| INSTRUCTIONS FOR THE TASK |
Locate the string "Provide" in the listing below. Copy every line where it is found.
+--
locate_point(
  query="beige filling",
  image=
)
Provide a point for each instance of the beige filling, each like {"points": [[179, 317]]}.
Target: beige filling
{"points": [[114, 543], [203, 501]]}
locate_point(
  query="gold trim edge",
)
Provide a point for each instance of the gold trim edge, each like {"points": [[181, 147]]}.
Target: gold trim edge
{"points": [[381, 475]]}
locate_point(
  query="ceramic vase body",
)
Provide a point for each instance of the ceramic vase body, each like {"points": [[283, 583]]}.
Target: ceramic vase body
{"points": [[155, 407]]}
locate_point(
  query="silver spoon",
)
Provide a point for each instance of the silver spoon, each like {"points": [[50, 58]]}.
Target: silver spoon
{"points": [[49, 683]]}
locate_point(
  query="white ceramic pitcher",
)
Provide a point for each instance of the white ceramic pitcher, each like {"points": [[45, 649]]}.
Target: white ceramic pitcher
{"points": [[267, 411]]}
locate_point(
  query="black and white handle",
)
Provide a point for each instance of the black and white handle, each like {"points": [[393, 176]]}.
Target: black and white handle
+--
| EXERCISE RESPONSE |
Provide a point for each instance of the beige filling, each like {"points": [[179, 317]]}.
Provide a point for each instance of the gold trim edge, each like {"points": [[181, 147]]}.
Provide a point for each instance of the ceramic vase body, each like {"points": [[283, 583]]}.
Provide a point for each instance of the silver spoon, each like {"points": [[50, 58]]}.
Provide a point for each instance of the white ceramic pitcher, each like {"points": [[45, 649]]}.
Provide a point for each instance of the black and white handle, each like {"points": [[393, 176]]}.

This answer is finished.